--- Supplied records ---
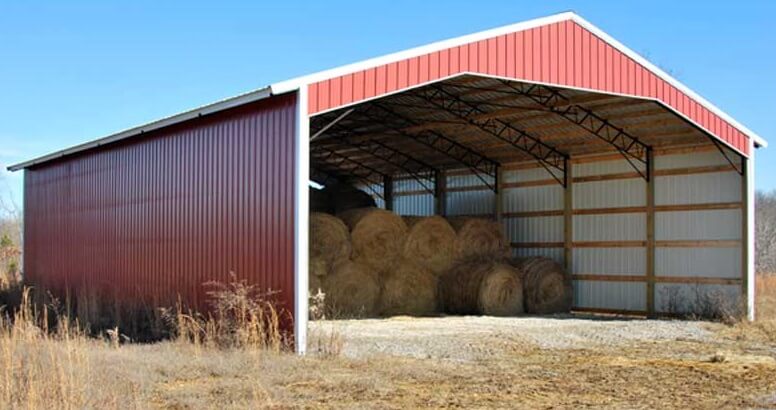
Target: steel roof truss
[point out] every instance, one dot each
(546, 155)
(631, 148)
(357, 169)
(408, 164)
(479, 164)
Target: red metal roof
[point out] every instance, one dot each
(562, 50)
(562, 53)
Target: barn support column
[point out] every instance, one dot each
(388, 192)
(440, 193)
(498, 201)
(747, 240)
(568, 218)
(650, 233)
(301, 221)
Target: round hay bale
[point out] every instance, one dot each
(329, 243)
(314, 284)
(501, 291)
(430, 243)
(479, 237)
(547, 286)
(409, 289)
(480, 285)
(377, 236)
(352, 290)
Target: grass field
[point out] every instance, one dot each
(727, 366)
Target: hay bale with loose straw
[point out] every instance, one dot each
(329, 243)
(431, 243)
(377, 236)
(479, 237)
(547, 286)
(352, 290)
(481, 285)
(409, 289)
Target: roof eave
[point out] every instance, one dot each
(225, 104)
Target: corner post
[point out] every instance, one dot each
(498, 199)
(388, 192)
(440, 193)
(568, 218)
(747, 240)
(650, 268)
(301, 222)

--- Aim of the exercise ---
Rewrite the whole listing above with "every instance" changed to "all instances" everywhere and nothing else altered. Leave the pictures out.

--- The answer ---
Target: steel roof truss
[point out] all instances, one dot each
(546, 155)
(631, 148)
(357, 169)
(408, 164)
(479, 164)
Target: red metal roof
[point out] all instances, one dot each
(562, 50)
(562, 53)
Target: barn support column
[point out] all instances, one dot each
(388, 192)
(440, 193)
(498, 201)
(747, 240)
(568, 218)
(650, 233)
(301, 221)
Target: round hay bale
[point out] all instances, one dot each
(329, 243)
(314, 284)
(501, 291)
(430, 243)
(479, 237)
(547, 286)
(409, 289)
(480, 285)
(377, 236)
(352, 290)
Target: grass field
[point out] all instances, one dot each
(727, 366)
Target: hay bale with loose straw
[point out] all instances, one dot each
(329, 243)
(431, 243)
(377, 236)
(479, 237)
(547, 286)
(352, 290)
(481, 285)
(409, 289)
Target: roof eave
[point out] all instances, one dot each
(225, 104)
Target: corner post
[point out] all instances, one dot each
(498, 199)
(388, 192)
(440, 193)
(568, 218)
(747, 240)
(650, 268)
(301, 222)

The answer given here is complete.